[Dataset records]

+++

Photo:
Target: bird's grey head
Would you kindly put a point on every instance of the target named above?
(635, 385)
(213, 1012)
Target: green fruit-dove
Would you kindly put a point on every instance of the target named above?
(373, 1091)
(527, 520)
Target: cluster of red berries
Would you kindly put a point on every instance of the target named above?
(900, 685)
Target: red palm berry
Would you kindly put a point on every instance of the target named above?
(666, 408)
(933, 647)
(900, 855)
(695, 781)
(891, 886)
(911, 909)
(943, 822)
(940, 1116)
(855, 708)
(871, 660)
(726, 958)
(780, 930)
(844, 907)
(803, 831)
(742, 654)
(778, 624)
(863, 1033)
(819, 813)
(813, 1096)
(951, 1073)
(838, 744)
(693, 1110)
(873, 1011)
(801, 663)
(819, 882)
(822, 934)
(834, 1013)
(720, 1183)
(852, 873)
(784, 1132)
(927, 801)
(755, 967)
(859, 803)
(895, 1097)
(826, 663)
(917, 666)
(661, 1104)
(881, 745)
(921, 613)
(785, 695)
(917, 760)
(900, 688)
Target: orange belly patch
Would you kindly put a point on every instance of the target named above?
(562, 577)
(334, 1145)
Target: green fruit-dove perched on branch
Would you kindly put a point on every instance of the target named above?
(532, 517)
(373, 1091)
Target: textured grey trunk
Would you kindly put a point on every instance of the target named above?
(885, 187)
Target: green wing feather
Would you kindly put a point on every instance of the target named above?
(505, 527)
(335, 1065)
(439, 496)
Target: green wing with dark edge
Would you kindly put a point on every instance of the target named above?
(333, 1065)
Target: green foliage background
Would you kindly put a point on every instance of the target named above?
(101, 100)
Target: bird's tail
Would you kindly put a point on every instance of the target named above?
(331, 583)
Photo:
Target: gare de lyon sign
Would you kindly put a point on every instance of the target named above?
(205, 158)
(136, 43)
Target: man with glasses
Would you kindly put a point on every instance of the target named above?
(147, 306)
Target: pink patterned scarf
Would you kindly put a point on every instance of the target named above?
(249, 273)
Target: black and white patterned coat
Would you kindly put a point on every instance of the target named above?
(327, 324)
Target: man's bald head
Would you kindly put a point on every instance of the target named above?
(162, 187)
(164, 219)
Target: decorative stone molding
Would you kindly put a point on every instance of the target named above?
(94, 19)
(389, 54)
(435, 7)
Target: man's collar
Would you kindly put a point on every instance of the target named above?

+++

TASK BRIEF
Give again, exactly as written, every line from the first one above through the line that has "Target: green wing with dark edge" in it.

TASK SOLUTION
Photo:
Target: bird's grey head
Would you kindly put a point on every instance of the target named above?
(635, 385)
(213, 1012)
Target: green fruit-dove
Would you kindly put a point on every instance of the target named above?
(373, 1091)
(527, 520)
Target: cluster of red berries
Would you kindly put a point on every instance of the target named above?
(900, 685)
Target: red palm berry
Would you kindly put a point on every instance of the target named above?
(666, 408)
(933, 647)
(900, 855)
(695, 781)
(891, 886)
(911, 909)
(943, 822)
(940, 1116)
(855, 708)
(871, 660)
(726, 958)
(780, 930)
(844, 907)
(803, 831)
(742, 654)
(778, 624)
(863, 1033)
(819, 813)
(813, 1096)
(951, 1073)
(838, 744)
(693, 1110)
(873, 1011)
(801, 663)
(819, 882)
(822, 934)
(834, 1013)
(720, 1183)
(852, 873)
(784, 1132)
(927, 801)
(755, 967)
(859, 803)
(895, 1097)
(826, 663)
(917, 666)
(661, 1104)
(881, 745)
(921, 613)
(785, 695)
(917, 760)
(900, 688)
Target: orange belly patch
Would you kindly put a point on every instance of the target named above?
(562, 577)
(334, 1145)
Target: green fruit-dove perched on branch
Would you kindly put a point on every instance of the target named above?
(532, 517)
(373, 1091)
Target: textured grey trunk
Would you kindly put a point on every instance of the target named above?
(885, 187)
Target: green wing feather
Would you kindly put a point on every instance of the target named above?
(505, 527)
(335, 1065)
(439, 496)
Target: green wing with dark edge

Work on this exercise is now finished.